** Start **
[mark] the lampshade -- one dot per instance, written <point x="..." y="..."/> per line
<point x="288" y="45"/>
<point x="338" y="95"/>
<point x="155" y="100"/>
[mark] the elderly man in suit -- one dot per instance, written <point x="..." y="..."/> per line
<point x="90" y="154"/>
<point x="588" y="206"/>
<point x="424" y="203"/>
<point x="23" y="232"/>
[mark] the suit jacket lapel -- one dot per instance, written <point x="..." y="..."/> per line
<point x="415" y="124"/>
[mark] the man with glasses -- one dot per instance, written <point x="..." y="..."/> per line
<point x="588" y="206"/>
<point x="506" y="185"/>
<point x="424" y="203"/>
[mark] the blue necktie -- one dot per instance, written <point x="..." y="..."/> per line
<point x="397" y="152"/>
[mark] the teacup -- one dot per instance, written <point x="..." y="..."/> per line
** End **
** Start **
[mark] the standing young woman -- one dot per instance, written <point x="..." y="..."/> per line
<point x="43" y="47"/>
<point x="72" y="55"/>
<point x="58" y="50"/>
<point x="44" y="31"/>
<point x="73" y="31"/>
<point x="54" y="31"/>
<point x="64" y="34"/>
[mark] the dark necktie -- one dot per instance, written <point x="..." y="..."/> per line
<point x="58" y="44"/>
** End **
What you should do:
Print the material again without changes, from the line containing "[mark] the blue" through the line containing "[mark] the teacup", with both of those lines included.

Correct response:
[mark] the blue necktie -- one dot per instance, written <point x="..." y="..."/> per line
<point x="397" y="152"/>
[mark] the teacup -- one dot per instance, written <point x="..." y="..."/> per line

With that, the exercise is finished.